(TASK TO COMPLETE) Reproduce the data below verbatim, from the line containing "Expected: for every instance of the tree" down to the line containing "[[26, 186], [109, 43], [44, 113], [9, 170]]", with both of those lines included.

(PROVIDED RECORDS)
======

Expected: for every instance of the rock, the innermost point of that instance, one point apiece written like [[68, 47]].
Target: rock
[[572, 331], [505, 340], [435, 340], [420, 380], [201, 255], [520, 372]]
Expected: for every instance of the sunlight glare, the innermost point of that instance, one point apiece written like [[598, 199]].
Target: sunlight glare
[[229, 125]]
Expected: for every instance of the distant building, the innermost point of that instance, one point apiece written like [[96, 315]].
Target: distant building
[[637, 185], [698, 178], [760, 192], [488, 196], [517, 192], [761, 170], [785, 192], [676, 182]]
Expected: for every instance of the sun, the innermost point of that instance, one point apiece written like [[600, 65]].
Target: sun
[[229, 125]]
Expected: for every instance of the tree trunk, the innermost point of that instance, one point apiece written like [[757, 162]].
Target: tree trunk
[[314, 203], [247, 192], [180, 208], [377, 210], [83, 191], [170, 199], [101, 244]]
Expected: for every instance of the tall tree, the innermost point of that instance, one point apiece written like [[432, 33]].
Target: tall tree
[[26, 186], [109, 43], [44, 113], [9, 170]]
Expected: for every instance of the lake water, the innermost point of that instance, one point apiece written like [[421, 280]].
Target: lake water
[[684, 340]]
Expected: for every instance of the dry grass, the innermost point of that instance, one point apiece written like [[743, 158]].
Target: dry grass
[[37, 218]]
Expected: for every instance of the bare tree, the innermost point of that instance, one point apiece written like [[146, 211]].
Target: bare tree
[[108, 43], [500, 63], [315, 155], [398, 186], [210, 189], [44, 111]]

======

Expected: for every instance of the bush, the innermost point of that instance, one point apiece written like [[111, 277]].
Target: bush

======

(EXERCISE RESULT)
Expected: for every instance of the tree trunk, the innermost point of that instance, one point apiece written like [[757, 162]].
Target: tree trunk
[[314, 203], [247, 192], [180, 208], [377, 210], [83, 191], [170, 199], [101, 244]]
Expected: for every instance of the tall tree, the innermost point of that instance, one point apiece written like [[432, 33]].
Target: tall tree
[[26, 186], [109, 43], [44, 113], [9, 170]]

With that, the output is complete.